*Work order*
The answer must be every line below that holds the word "from".

*Data listing*

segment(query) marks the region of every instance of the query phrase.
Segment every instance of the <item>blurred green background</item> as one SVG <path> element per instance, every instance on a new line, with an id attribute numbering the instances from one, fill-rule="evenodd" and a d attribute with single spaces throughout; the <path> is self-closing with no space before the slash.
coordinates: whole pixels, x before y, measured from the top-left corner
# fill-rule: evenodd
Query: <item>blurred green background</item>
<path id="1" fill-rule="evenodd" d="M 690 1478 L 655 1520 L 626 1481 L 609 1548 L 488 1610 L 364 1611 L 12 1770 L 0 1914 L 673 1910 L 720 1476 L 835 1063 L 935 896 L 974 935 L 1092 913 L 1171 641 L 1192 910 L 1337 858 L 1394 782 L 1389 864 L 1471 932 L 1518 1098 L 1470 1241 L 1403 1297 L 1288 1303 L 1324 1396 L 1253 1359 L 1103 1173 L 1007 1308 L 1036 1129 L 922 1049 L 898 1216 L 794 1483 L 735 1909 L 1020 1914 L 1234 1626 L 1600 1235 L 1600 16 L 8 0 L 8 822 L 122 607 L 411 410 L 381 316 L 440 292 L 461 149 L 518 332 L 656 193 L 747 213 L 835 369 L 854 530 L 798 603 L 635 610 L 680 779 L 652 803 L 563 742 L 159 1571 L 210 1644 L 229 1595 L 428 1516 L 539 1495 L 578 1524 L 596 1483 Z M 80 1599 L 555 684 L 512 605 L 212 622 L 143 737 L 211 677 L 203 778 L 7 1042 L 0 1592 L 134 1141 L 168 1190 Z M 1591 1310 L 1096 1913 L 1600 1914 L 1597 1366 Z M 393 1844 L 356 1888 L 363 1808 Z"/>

*Response*
Segment every instance of the <item>blurred green background</item> as one SVG <path> element per instance, every instance on a new line, with an id attribute numbering the instances from one, fill-rule="evenodd" and a d attribute with single spaces throughout; the <path> is self-closing with no space before the slash.
coordinates: whole pixels, x before y, measured from the top-left corner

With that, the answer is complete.